→ Exercise
Reproduce the records below word for word, keeping every line and its order unchanged.

** BEGIN **

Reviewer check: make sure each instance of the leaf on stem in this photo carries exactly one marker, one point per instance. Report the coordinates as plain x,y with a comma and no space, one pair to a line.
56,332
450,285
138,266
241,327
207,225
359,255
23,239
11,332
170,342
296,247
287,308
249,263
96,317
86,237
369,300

** END **

→ Full solution
Reviewer check: make sure each instance of the leaf on stem in this photo carries exactly one marker, one point per instance. Report the coordinates as plain x,y with a comma and no space, one pair to a line.
56,332
450,285
138,266
241,327
207,225
359,255
23,239
11,332
170,342
296,247
287,308
249,263
96,317
86,237
369,300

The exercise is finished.